CLA-2 CO:R:C:M 950279 DFC

Steven B. Lehat, Esq.
Sheldon & Mak
Attorneys
201 South Lake Avenue, Suite 800
Pasadena, California 91101

RE: Reconsideration of Headquarters Ruling Letter (HRL) 088771 dated April 30, 1991, and New York Ruling Letter (NYRL) 857390 dated November 19, 1990. Insole, polyurethane/nylon HRL 088771 and NYRL 857390 modified

Dear Mr. Lehat:

In a letter dated August 22, 1991, you asked that the result reached in HRL 088771 dated April 30, 1991, as to the tariff classification of plastic polyurethane/textile nylon insoles be reconsidered. Specifically, you were advised that this merchandise is classifiable under subheading 6406.99.15, Harmonized Tariff Schedule of the United States Annotated (HTSUSA), as parts of footwear, removable insoles, heel cushions and similar articles, other, of other materials, of textile materials, with duty at the rate of 17 percent ad valorem. The applicable textile category is 659.

**SET EXERCISE 1**
Set down the part of the ruling letter from "Sheldon & Mak" up to and including "category is 659.".
**SET EXERCISE 2**
Answer these questions from the ruling letter:
(a) On what date was HRL 088771 issued?
(b) In what city and state is the Sheldon & Mak office located?
(c) What textile category applies to the insoles?
**SET EXERCISE 3**
List every distinct calendar date that appears in the ruling letter.
The lines that come next are separate material, unconnected to the ruling letter.

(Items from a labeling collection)
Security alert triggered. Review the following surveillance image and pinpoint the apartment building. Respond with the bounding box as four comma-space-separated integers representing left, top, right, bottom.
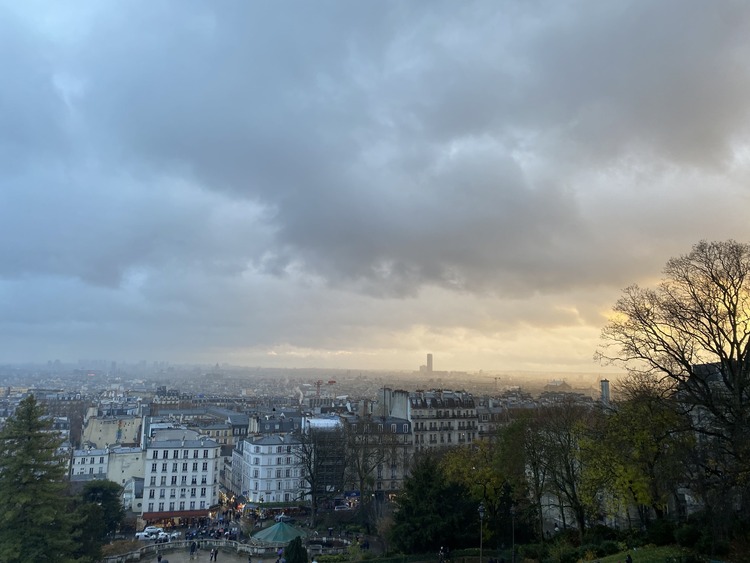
234, 434, 303, 504
142, 429, 220, 522
409, 390, 479, 452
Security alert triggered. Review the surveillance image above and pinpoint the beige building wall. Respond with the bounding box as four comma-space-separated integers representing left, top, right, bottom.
82, 416, 141, 448
107, 448, 146, 486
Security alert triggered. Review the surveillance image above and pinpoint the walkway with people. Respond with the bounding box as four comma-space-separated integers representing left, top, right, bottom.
150, 549, 268, 563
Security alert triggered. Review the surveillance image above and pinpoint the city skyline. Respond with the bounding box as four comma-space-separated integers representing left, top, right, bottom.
0, 1, 750, 375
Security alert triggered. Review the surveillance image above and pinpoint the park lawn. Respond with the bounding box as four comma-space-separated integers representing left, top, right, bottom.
596, 545, 689, 563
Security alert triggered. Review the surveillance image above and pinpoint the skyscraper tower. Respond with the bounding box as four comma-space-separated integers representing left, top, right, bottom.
599, 379, 609, 406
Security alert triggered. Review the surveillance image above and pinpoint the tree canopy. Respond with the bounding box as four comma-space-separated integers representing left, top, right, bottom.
597, 240, 750, 540
0, 395, 75, 563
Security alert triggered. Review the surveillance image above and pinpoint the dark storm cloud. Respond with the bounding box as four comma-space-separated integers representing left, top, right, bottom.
0, 1, 750, 368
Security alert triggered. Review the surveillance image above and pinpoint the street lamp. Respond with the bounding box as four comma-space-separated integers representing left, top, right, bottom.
510, 506, 516, 563
477, 502, 484, 563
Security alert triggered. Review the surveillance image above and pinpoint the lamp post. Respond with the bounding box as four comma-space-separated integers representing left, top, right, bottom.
510, 506, 516, 563
477, 502, 484, 563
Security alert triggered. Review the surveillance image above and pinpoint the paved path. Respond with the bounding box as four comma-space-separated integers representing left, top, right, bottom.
150, 550, 268, 563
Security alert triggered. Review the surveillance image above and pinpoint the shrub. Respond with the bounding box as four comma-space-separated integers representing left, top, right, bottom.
599, 540, 621, 557
647, 520, 674, 545
578, 543, 602, 561
674, 524, 701, 547
518, 543, 547, 561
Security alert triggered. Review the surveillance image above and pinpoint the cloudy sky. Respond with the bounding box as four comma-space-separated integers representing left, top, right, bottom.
0, 0, 750, 372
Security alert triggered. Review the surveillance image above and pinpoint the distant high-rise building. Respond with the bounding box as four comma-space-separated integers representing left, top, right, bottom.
599, 379, 609, 405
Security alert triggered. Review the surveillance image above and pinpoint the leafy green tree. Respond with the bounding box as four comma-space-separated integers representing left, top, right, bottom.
536, 401, 594, 538
74, 480, 125, 561
585, 376, 695, 526
81, 479, 125, 541
0, 396, 75, 563
598, 240, 750, 544
284, 536, 307, 563
391, 455, 479, 553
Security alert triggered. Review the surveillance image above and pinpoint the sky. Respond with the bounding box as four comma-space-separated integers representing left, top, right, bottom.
0, 0, 750, 372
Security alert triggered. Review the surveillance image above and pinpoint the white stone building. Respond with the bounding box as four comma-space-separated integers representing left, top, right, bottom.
142, 429, 220, 522
241, 435, 303, 504
70, 448, 109, 481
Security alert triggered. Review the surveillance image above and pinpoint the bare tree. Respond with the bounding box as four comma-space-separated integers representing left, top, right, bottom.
597, 240, 750, 516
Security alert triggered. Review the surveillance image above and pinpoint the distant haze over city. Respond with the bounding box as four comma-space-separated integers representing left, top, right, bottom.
0, 0, 750, 379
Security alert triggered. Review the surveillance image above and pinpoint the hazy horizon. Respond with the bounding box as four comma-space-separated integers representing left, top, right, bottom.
0, 0, 750, 374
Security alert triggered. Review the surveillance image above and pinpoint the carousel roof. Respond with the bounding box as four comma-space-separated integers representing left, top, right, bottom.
252, 522, 307, 545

**WORKED SOLUTION 1**
Sheldon & Mak
Attorneys
201 South Lake Avenue, Suite 800
Pasadena, California 91101

RE: Reconsideration of Headquarters Ruling Letter (HRL) 088771 dated April 30, 1991, and New York Ruling Letter (NYRL) 857390 dated November 19, 1990. Insole, polyurethane/nylon HRL 088771 and NYRL 857390 modified

Dear Mr. Lehat:

In a letter dated August 22, 1991, you asked that the result reached in HRL 088771 dated April 30, 1991, as to the tariff classification of plastic polyurethane/textile nylon insoles be reconsidered. Specifically, you were advised that this merchandise is classifiable under subheading 6406.99.15, Harmonized Tariff Schedule of the United States Annotated (HTSUSA), as parts of footwear, removable insoles, heel cushions and similar articles, other, of other materials, of textile materials, with duty at the rate of 17 percent ad valorem. The applicable textile category is 659.

**WORKED SOLUTION 2**
(a) April 30, 1991
(b) Pasadena, California
(c) 659

**WORKED SOLUTION 3**
April 30, 1991
November 19, 1990
August 22, 1991